* [SELECTED PASSAGE]
+--

Deep reinforcement learning is expected to advance 80 years of congestion modeling-based research. Scientists demonstrated in what is known as The MegaVander Test that connected autonomous vehicles (AVs) to function as mediators for mixed autonomic transportation with the aim to ease traffic and conserve energy.

Those findings were shared in the latest InnovaTalk webinar, hosted by the VinFuture Foundation, on the topic Smart Transportation and Mobility Solutions for Urban Areas on September 19th. In the webinar, top professionals from the fields of smart transportation and technology, including both Vietnamese and global experts, highlighted the latest technologies aimed at easing traffic and enhancing transport system management. Moreover, the webinar facilitated interactions among experts and participants who were representatives from academic institutions and Vietnamese businesses, providing crucial industry knowledge and avenues for collaboration.

Dr. Padmanabhan Anandan, a world-renowned expert in computer vision and artificial intelligence, and also a Member of the VinFuture Prize Council, was the chair of the webinar. With over three decades of experience spanning both academia and industry, he holds an admirable record of 18,000 citations on Google Scholar. He is now the founder of AI Matters Advisors LLC and chairman of the Governing Board at Telangana AI Mission (T-AIM).

The distinguished speaker of the webinar was Prof. Alexandre Bayen from the University of California, Berkeley. He currently serves as the Associate Provost for Moffett Field Program Development and the Liao-Cho Professor of Engineering. Representing the Vietnamese transportation technology community was Dr. Le Nhan Tam, Chief Technology Officer of Microsoft Vietnam. Dr. Tam has many years of experience in the IT field and has held various positions from a researcher to an expert in the industry. Before Microsoft, Dr. Tam was the Lead Architect and Country Technical Manager of IBM in Vietnam.

The prospects of mixed autonomy and a mega controller

“Smart transportation and smart mobility have been a dream for decades, but right now they have reached a point where things are beginning to shape,” Dr. Anandan set the tone for the discussion. He believed this was possible thanks to three factors. The first was the ubiquity of sensors that gave us a global picture of what was happening on the road. The second was the intense communication level between the cars and the system through the internet network, and the third was the fact that many aspects of car driving nowadays could be controlled by software.

+--

* [SUPPLIED ENTRIES]
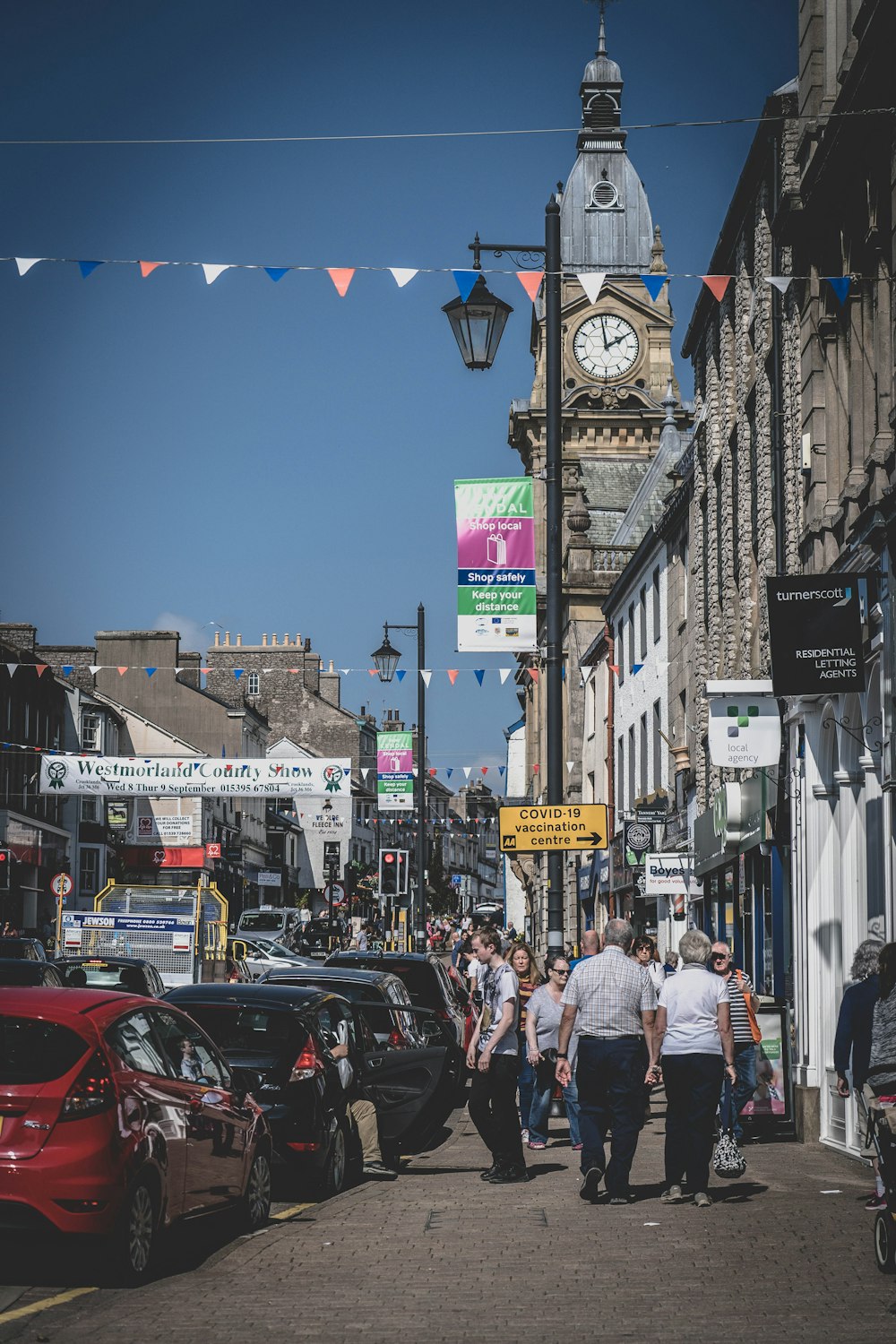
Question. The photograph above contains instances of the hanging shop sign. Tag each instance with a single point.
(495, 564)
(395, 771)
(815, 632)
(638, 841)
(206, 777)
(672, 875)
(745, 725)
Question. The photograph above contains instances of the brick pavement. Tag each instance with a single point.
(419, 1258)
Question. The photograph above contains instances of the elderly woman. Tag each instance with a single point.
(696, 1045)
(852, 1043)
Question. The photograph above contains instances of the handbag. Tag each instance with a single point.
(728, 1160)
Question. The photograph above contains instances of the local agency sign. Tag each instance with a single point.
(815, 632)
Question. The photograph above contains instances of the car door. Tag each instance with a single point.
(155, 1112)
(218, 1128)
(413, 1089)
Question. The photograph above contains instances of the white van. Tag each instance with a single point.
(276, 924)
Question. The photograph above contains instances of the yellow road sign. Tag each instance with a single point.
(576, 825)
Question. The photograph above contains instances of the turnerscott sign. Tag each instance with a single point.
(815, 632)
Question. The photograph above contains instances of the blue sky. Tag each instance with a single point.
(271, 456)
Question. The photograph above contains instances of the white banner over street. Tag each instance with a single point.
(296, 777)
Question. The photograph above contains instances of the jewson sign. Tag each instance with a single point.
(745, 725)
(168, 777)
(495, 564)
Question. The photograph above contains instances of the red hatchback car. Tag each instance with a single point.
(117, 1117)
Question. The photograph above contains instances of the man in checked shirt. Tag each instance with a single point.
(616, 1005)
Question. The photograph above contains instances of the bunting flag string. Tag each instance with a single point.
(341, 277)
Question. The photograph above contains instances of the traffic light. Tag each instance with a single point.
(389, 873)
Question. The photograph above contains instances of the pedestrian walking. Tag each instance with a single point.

+--

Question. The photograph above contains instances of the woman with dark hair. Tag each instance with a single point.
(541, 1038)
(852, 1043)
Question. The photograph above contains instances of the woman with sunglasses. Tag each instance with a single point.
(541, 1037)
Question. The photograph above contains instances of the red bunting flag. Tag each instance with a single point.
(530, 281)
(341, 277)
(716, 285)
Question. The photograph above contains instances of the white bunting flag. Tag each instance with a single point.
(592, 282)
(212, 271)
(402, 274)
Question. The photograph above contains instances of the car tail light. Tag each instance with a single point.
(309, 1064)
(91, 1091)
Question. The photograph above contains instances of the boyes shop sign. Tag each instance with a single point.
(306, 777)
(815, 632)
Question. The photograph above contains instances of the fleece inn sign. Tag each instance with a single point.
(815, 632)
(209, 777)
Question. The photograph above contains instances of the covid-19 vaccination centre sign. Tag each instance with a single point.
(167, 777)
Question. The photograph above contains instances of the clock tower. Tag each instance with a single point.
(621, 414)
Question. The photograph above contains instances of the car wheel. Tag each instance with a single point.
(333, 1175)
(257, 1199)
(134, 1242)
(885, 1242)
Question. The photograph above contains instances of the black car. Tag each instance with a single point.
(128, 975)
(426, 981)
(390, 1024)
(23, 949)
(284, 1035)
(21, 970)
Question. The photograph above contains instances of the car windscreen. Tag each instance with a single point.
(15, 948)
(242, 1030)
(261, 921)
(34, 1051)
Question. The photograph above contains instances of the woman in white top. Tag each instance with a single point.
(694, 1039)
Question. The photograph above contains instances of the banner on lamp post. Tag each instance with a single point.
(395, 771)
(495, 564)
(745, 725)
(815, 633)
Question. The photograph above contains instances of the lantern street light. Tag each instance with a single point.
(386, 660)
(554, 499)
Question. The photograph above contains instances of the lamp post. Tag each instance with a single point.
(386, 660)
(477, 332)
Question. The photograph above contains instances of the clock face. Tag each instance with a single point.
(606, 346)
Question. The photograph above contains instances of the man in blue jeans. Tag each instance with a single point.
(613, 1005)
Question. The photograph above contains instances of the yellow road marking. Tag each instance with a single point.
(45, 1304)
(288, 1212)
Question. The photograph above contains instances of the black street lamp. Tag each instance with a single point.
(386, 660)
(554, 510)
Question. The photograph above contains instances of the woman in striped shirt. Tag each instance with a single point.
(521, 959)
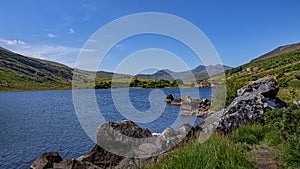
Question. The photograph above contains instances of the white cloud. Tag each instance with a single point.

+--

Answer these questions from the webinar article:
1. On what date was the InnovaTalk webinar held?
2. How many Google Scholar citations does Dr. Padmanabhan Anandan have?
3. What positions did Dr. Le Nhan Tam hold before joining Microsoft?
The material has no connection to the text.

1. September 19th
2. 18,000
3. Lead Architect and Country Technical Manager of IBM in Vietnam